### EXERCISE OBJECTIVE
Find each line in the data below that contains the word "building", and copy those lines out in full.

[Dataset records]
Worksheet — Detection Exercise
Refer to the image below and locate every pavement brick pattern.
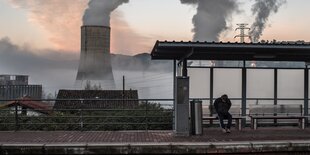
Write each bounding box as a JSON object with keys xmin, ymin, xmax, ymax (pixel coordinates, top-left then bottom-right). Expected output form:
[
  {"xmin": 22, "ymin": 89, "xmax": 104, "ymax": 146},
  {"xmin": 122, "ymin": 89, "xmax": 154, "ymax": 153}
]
[{"xmin": 0, "ymin": 127, "xmax": 310, "ymax": 144}]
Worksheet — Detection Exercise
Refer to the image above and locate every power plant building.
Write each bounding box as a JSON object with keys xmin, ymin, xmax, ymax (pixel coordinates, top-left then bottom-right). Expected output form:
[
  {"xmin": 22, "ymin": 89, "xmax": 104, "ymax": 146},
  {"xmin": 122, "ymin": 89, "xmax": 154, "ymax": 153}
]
[
  {"xmin": 0, "ymin": 75, "xmax": 42, "ymax": 103},
  {"xmin": 76, "ymin": 26, "xmax": 115, "ymax": 90}
]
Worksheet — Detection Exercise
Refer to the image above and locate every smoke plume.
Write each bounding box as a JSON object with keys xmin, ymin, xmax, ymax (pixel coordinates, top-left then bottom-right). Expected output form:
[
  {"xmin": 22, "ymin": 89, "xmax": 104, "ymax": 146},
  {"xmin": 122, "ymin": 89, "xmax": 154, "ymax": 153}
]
[
  {"xmin": 9, "ymin": 0, "xmax": 87, "ymax": 51},
  {"xmin": 249, "ymin": 0, "xmax": 286, "ymax": 42},
  {"xmin": 181, "ymin": 0, "xmax": 238, "ymax": 41},
  {"xmin": 83, "ymin": 0, "xmax": 129, "ymax": 26}
]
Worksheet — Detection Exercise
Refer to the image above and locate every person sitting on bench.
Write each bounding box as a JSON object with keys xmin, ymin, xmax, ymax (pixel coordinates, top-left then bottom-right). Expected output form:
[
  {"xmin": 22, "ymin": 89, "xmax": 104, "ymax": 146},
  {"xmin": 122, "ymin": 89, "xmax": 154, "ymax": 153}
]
[{"xmin": 214, "ymin": 94, "xmax": 232, "ymax": 133}]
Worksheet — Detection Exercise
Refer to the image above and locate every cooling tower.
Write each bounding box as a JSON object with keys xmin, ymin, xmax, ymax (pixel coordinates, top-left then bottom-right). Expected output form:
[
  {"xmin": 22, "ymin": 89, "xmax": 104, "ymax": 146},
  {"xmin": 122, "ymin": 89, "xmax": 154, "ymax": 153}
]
[{"xmin": 76, "ymin": 26, "xmax": 115, "ymax": 89}]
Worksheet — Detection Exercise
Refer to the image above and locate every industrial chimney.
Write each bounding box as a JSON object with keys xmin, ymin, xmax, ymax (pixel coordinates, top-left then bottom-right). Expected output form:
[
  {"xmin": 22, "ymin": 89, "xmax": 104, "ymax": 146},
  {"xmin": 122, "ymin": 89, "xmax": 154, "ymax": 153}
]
[{"xmin": 76, "ymin": 26, "xmax": 115, "ymax": 89}]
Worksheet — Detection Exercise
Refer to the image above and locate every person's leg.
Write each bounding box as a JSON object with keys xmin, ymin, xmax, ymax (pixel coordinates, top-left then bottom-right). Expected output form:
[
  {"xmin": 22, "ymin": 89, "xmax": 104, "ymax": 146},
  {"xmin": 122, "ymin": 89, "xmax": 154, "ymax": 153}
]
[{"xmin": 226, "ymin": 113, "xmax": 232, "ymax": 129}]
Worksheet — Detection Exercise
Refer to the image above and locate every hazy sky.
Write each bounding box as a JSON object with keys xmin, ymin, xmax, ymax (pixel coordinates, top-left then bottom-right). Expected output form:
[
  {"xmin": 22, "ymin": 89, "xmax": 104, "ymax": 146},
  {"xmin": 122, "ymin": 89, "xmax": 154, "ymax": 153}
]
[{"xmin": 0, "ymin": 0, "xmax": 310, "ymax": 55}]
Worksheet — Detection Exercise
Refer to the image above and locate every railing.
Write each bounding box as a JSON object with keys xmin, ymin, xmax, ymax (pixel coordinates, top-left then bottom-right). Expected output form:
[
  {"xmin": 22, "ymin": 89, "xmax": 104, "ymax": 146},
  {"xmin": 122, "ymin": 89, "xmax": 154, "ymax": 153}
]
[{"xmin": 0, "ymin": 99, "xmax": 174, "ymax": 131}]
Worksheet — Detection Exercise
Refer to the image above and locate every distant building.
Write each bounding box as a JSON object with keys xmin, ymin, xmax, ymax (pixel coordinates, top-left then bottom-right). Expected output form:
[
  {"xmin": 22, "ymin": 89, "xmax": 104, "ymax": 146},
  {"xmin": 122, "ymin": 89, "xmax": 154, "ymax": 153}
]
[
  {"xmin": 54, "ymin": 90, "xmax": 139, "ymax": 109},
  {"xmin": 0, "ymin": 96, "xmax": 52, "ymax": 116},
  {"xmin": 0, "ymin": 75, "xmax": 42, "ymax": 103},
  {"xmin": 0, "ymin": 75, "xmax": 28, "ymax": 85}
]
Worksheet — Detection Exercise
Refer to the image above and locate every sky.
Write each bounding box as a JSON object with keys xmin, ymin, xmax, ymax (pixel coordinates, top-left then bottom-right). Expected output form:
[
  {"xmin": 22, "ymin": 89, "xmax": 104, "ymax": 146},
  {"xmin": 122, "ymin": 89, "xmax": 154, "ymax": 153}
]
[
  {"xmin": 0, "ymin": 0, "xmax": 310, "ymax": 95},
  {"xmin": 0, "ymin": 0, "xmax": 310, "ymax": 55}
]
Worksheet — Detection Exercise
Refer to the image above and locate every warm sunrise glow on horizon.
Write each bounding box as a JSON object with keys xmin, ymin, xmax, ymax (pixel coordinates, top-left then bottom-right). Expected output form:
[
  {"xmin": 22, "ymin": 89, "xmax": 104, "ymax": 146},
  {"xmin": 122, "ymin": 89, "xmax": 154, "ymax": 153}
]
[{"xmin": 0, "ymin": 0, "xmax": 310, "ymax": 55}]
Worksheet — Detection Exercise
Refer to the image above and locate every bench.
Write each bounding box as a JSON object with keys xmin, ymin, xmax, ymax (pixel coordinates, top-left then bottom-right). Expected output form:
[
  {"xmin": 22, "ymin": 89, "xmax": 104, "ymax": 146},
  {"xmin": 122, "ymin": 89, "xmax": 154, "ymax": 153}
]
[
  {"xmin": 249, "ymin": 105, "xmax": 306, "ymax": 130},
  {"xmin": 202, "ymin": 116, "xmax": 245, "ymax": 130},
  {"xmin": 202, "ymin": 105, "xmax": 245, "ymax": 130}
]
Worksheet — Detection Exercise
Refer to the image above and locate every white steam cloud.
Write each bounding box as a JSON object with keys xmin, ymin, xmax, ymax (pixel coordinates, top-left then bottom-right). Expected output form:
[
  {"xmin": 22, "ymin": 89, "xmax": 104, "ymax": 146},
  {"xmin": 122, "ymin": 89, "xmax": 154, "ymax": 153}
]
[
  {"xmin": 83, "ymin": 0, "xmax": 129, "ymax": 26},
  {"xmin": 181, "ymin": 0, "xmax": 238, "ymax": 41},
  {"xmin": 249, "ymin": 0, "xmax": 286, "ymax": 42}
]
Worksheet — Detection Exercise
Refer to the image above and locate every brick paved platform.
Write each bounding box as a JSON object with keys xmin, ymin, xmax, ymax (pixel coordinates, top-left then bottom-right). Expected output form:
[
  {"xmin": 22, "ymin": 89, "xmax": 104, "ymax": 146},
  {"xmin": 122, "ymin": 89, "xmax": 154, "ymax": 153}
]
[{"xmin": 0, "ymin": 127, "xmax": 310, "ymax": 154}]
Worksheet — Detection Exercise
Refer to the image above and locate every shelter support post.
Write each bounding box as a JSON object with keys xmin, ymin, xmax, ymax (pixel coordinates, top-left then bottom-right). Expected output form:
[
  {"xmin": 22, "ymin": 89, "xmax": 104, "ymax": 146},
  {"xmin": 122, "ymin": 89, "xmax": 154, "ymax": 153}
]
[
  {"xmin": 210, "ymin": 67, "xmax": 214, "ymax": 116},
  {"xmin": 241, "ymin": 65, "xmax": 247, "ymax": 126},
  {"xmin": 304, "ymin": 66, "xmax": 309, "ymax": 127},
  {"xmin": 174, "ymin": 59, "xmax": 190, "ymax": 136},
  {"xmin": 273, "ymin": 68, "xmax": 278, "ymax": 124}
]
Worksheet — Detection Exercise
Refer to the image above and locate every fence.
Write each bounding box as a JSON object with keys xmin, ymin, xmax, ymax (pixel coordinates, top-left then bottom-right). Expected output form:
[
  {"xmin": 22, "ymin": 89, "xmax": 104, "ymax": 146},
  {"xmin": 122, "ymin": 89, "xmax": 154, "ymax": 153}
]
[{"xmin": 0, "ymin": 99, "xmax": 174, "ymax": 131}]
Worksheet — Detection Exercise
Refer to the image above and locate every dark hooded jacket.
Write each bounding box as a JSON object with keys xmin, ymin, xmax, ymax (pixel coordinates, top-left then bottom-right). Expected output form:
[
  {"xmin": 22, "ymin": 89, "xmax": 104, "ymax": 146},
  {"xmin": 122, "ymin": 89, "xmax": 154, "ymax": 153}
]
[{"xmin": 214, "ymin": 98, "xmax": 231, "ymax": 114}]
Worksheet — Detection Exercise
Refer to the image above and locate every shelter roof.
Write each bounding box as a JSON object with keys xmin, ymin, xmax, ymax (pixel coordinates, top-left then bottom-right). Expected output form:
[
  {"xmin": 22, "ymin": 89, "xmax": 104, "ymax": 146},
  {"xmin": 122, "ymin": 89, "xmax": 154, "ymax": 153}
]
[{"xmin": 151, "ymin": 41, "xmax": 310, "ymax": 62}]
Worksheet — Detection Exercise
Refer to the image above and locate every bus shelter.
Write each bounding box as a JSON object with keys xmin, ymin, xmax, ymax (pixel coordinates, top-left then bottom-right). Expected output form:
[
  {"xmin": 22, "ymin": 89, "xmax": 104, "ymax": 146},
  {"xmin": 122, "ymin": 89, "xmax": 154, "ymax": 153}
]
[{"xmin": 151, "ymin": 41, "xmax": 310, "ymax": 135}]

### RESPONSE TO THE TASK
Refer to the image above and locate every power plant building.
Refer to the image above and locate every distant building.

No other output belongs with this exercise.